• _Problem_
From the food assignment post below, quote the passage that opens with "Within the past" and closes with "Animals and plants.".

-------- Selected text --------

Thursday, May 28, 2009

Food Assignment #8

Within the past week in class we have been watching "Unser Taglich Brot" (our daily bread) and "Vroom! Farming For Kids," discussing where the food we eat comes from. Also shown in "The Meatrix" 1, 2, and 2.5 and the article "Industrial Food is Cheap," the general American way of food is uhealthy and cruel to Animals and plants.

We've seen in "Vroom!..." how farming has been industrialized. Extreme machines are used to pick crops and tend the farm where there is little work for a lot of food meaning lots of profit. Meaning replacing people with machinery used by fossil fuels polluting the air as said in the article "Industrial Food is Cheap." Also stated in this article, because farms tending animals incompetently, the manure (12 million pounds of it) is not being taken care of and is leaking into rivers causing water pollution. This article's main argument is that Industrialized food is NOT cheap because although it is cheap in money, in the long run it affects the planet and all the hormones used affects us Americans who eat the food leading to risk of diseases. And in "Unser Taglich Brot" what is done to animals for our convenience where pigs, chickens, and cows suffer from this immediately, us humans have to face health problems and pollution problems. Whereas, if we eat organic food, although it is expencive money wise, it eliminates the use of chemicals devreasing the risk of diseases which helps us in the long run.

-------- Data --------

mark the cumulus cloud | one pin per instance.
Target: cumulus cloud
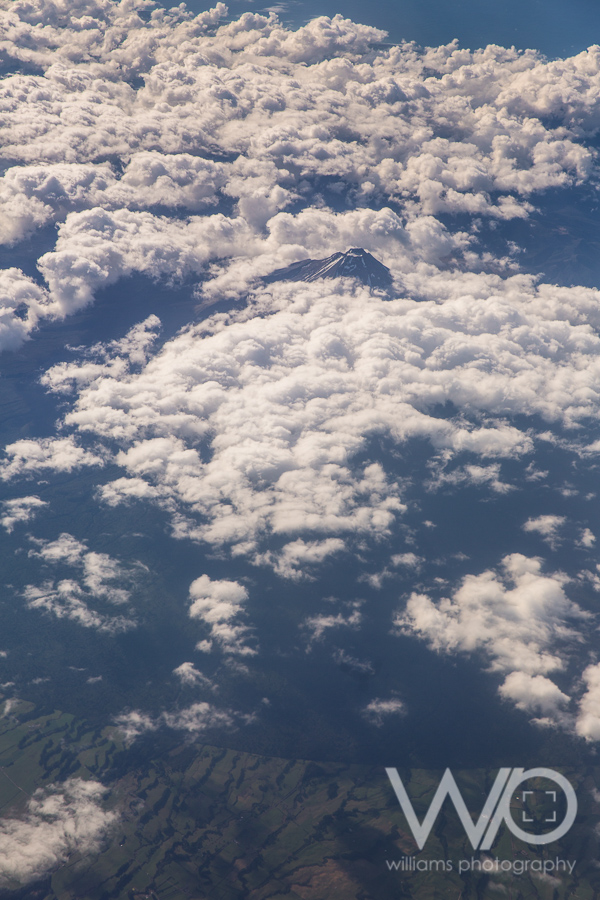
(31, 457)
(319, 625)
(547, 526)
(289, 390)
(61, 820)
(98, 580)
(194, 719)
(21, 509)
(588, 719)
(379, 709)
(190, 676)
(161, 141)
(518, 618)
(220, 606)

--------

• _Response below_
Within the past week in class we have been watching "Unser Taglich Brot" (our daily bread) and "Vroom! Farming For Kids," discussing where the food we eat comes from. Also shown in "The Meatrix" 1, 2, and 2.5 and the article "Industrial Food is Cheap," the general American way of food is uhealthy and cruel to Animals and plants.